***** Given text

To summarize the bugs in the already-released code:

If a vacuum's dead list includes a tuple which is still in the pending
list, and the vacuum skips the pending list cleanup because it detects
someone else is already working on it, then the vacuum could remove
that tuple from the table, even though there is still a reference to
it in the index.

A page could be deleted from the pending list, put on the free space
map, then reused. When the linked list of pending pages is followed
onto this reused page, it will fail to recognize is as being deleted
and recycled, and bad things will happen. This is quite likely to
happen in 9.6 because of the new aggressive recycling of pages. But
I've seen no argument as to why it is impossible to hit this bug in
released code, it seems like it would be possible to hit it but just
on a very rare basis.

To summarize the behavior change:

In the released code, an inserting backend that violates the pending
list limit will try to clean the list, even if it is already being
cleaned. It won't accomplish anything useful, but will go through the
motions until eventually it runs into a page the lead cleaner has
deleted, at which point it realizes there is another cleaner and it
stops. This acts as a natural throttle to how fast insertions can
take place into an over-sized pending list.

**********

● Task 1:
Answer these questions from the text on the pending list:
(a) In which version is the bug with the reused page said to be quite likely to happen?
(b) In the released code, what does an inserting backend that violates the pending list limit try to do?
(c) What must the vacuum detect for it to skip the pending list cleanup?
The listing that follows has no connection to the text on the pending list.

***** Records for this exercise

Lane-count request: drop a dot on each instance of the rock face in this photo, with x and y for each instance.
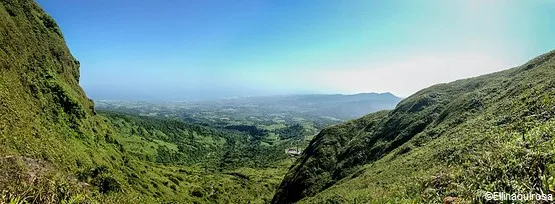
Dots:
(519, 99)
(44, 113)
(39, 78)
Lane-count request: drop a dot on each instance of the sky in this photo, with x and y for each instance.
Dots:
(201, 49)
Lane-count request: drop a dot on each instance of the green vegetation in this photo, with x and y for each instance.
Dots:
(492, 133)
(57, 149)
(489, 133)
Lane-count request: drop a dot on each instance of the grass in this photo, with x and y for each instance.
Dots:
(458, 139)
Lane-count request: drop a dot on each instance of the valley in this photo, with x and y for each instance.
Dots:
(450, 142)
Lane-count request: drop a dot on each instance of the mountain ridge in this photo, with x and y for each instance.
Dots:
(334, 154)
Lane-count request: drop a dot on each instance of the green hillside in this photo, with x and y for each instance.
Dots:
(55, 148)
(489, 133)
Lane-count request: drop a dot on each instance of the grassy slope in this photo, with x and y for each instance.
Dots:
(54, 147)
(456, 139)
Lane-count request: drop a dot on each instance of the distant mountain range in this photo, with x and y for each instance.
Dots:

**********

● Task 2:
List every line of the listing above that contains the word "mountain", treating case as significant.

● Expected answer 1:
(a) Version 9.6.
(b) It tries to clean the list, even if the list is already being cleaned.
(c) It must detect that someone else is already working on the cleanup.

● Expected answer 2:
Lane-count request: drop a dot on each instance of the mountain ridge in this photo, with x and y for each instance.
Lane-count request: drop a dot on each instance of the distant mountain range in this photo, with x and y for each instance.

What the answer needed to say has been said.